Coordinate labeling records:

──────────

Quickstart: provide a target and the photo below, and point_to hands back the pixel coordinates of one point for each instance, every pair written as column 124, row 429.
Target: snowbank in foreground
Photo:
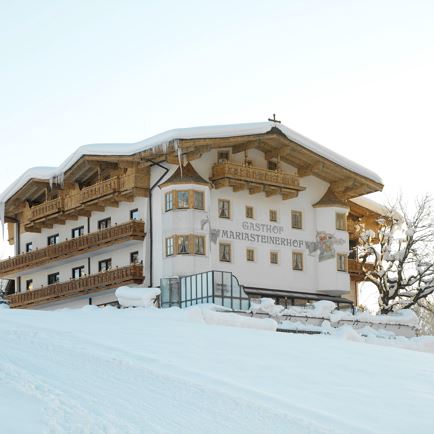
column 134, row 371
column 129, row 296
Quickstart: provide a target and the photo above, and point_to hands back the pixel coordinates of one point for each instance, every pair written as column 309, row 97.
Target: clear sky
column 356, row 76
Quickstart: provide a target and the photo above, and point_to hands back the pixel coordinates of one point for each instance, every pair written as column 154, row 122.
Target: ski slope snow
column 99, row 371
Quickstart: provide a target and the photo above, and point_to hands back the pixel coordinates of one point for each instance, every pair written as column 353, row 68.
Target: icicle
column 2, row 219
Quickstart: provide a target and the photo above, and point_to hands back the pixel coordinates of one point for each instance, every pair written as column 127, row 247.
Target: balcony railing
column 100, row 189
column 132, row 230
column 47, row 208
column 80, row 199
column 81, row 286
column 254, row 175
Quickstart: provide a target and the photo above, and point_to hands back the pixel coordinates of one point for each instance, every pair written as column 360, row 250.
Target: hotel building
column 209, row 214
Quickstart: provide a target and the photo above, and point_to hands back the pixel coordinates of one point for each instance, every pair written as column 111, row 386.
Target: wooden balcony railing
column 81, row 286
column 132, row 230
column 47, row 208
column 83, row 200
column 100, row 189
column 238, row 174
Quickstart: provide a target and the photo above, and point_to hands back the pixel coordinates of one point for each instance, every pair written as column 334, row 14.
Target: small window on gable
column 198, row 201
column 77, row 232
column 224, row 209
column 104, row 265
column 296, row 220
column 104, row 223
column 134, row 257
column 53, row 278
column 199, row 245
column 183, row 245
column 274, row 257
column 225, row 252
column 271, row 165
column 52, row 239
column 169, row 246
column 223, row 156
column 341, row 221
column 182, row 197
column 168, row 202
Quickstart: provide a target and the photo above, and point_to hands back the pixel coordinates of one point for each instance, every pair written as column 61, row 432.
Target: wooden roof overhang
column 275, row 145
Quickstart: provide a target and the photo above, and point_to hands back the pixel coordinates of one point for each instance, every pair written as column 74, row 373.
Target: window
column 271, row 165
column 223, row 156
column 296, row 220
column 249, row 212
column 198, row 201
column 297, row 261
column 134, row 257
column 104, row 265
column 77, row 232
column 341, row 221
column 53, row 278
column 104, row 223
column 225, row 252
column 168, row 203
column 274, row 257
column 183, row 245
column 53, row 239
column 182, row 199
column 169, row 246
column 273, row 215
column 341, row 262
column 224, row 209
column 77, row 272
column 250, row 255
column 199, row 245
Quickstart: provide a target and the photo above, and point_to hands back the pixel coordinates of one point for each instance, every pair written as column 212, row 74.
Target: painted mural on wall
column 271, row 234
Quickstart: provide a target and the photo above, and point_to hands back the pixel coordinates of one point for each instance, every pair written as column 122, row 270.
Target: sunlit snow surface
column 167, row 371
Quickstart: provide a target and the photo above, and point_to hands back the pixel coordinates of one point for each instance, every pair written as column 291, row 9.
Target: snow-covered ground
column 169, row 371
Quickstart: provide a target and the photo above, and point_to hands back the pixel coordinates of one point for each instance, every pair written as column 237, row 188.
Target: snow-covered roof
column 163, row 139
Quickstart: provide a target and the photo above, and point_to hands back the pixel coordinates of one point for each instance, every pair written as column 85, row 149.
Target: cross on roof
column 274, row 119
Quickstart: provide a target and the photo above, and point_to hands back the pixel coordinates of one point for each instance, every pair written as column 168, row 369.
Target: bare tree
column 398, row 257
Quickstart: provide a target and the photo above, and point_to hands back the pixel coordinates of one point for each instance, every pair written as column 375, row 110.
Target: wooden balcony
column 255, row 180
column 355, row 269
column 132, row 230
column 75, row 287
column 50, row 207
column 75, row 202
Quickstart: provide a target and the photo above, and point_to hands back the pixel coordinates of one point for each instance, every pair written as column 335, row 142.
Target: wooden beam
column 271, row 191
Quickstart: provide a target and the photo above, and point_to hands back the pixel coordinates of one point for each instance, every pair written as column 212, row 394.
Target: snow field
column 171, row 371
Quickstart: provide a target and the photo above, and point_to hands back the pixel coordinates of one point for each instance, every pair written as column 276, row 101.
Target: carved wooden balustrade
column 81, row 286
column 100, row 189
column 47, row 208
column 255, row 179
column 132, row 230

──────────

Reproduce all of the records above line for line, without a single change, but omit the pictures.

▶ [The answer]
Quickstart: provide a target and the photo below, and point_to hands back the pixel coordinates of one point for each instance, every pair written as column 124, row 429.
Target: snowbank in foreground
Photo:
column 134, row 371
column 129, row 296
Quickstart: provide a target and the photo above, and point_to hands back the pixel coordinates of one point for each instance, every pair written as column 309, row 97.
Target: clear sky
column 356, row 76
Quickstart: provide a target and the photo above, and point_to hands back the pixel coordinates of one point for each instance, every pair written as column 154, row 122.
Target: ski slope snow
column 99, row 371
Quickstart: provide a target and the photo above, and point_to hands back the pixel coordinates of one point for each instance, every pair written as column 353, row 68.
Target: icicle
column 2, row 219
Quickstart: provide a target and the photo above, and point_to hands back the pixel coordinates of one point for each instance, every pair written as column 127, row 247.
Target: balcony railing
column 100, row 189
column 132, row 230
column 47, row 208
column 80, row 199
column 81, row 286
column 254, row 175
Quickstart: provide a target and the photo above, and point_to hands back the pixel coordinates of one point for each instance, every pair written as column 360, row 250.
Target: hotel building
column 209, row 214
Quickstart: provide a target and the photo above, and point_to hands back the pixel coordinates of one point for each instance, every pair written as column 111, row 386.
Target: wooden balcony railing
column 81, row 286
column 132, row 230
column 47, row 208
column 83, row 200
column 100, row 189
column 238, row 174
Quickstart: provide a target and the photo above, and point_to hands back the pixel coordinates of one point for each instance, every pair written as column 334, row 14.
Target: small window on gable
column 198, row 201
column 77, row 232
column 224, row 209
column 104, row 265
column 296, row 220
column 104, row 223
column 134, row 257
column 53, row 278
column 199, row 245
column 183, row 245
column 274, row 257
column 225, row 252
column 271, row 165
column 52, row 239
column 169, row 246
column 223, row 156
column 341, row 221
column 182, row 197
column 168, row 202
Quickstart: provide a target and the photo above, and point_to hands back the pixel coordinates of one point for each instance, every pair written as column 61, row 432.
Target: wooden roof overhang
column 275, row 145
Quickstart: provide a target and the photo above, and point_to hands back the pixel coordinates of one point for each instance, every pair written as column 74, row 373.
Target: window
column 271, row 165
column 223, row 156
column 296, row 220
column 249, row 212
column 198, row 201
column 297, row 261
column 134, row 257
column 104, row 265
column 77, row 232
column 341, row 221
column 53, row 278
column 104, row 223
column 225, row 252
column 168, row 203
column 274, row 257
column 183, row 245
column 53, row 239
column 182, row 199
column 169, row 246
column 273, row 215
column 341, row 262
column 224, row 209
column 77, row 272
column 250, row 255
column 199, row 245
Quickstart: provide a target and the photo above, and point_to hands back the pixel coordinates of one point for each instance, every pair written as column 212, row 74.
Target: painted mural on wall
column 271, row 234
Quickstart: provide a target and the photo above, and point_to hands back the pixel coordinates of one point for each instance, every pair written as column 122, row 270.
Target: sunlit snow surface
column 167, row 371
Quickstart: provide a target and the photo above, and point_to hands back the pixel coordinates of one point for each instance, every pair written as column 291, row 9.
Target: snow-covered ground
column 169, row 371
Quickstart: provide a target and the photo above, and point_to hands back the pixel coordinates of one point for each instance, every pair written as column 237, row 188.
Target: snow-covered roof
column 163, row 139
Quickstart: provide a target and the photo above, and point_to hands back the pixel coordinates of one point for each instance, every pair written as column 85, row 149.
Target: cross on roof
column 274, row 119
Quickstart: provide a target and the photo above, and point_to hands back the pixel coordinates of one point for each instance, every pair written as column 168, row 369.
Target: bare tree
column 398, row 257
Quickstart: provide a target and the photo above, and point_to hands back the pixel coordinates of one point for each instance, every pair written as column 375, row 110.
Target: wooden balcony
column 255, row 180
column 355, row 269
column 132, row 230
column 75, row 287
column 50, row 207
column 75, row 202
Quickstart: provide a target and the photo above, and point_to hands back the pixel coordinates of one point for each instance, every pair written as column 335, row 142.
Target: wooden beam
column 271, row 191
Quickstart: provide a target and the photo above, and point_to hands back the pixel coordinates of one point for each instance, every pair written as column 212, row 394.
Target: snow field
column 171, row 371
Quickstart: provide a target and the photo above, and point_to hands back the pixel coordinates of one point for each instance, every pair written as column 276, row 101.
Target: carved wooden balustrade
column 81, row 286
column 100, row 189
column 47, row 208
column 255, row 179
column 132, row 230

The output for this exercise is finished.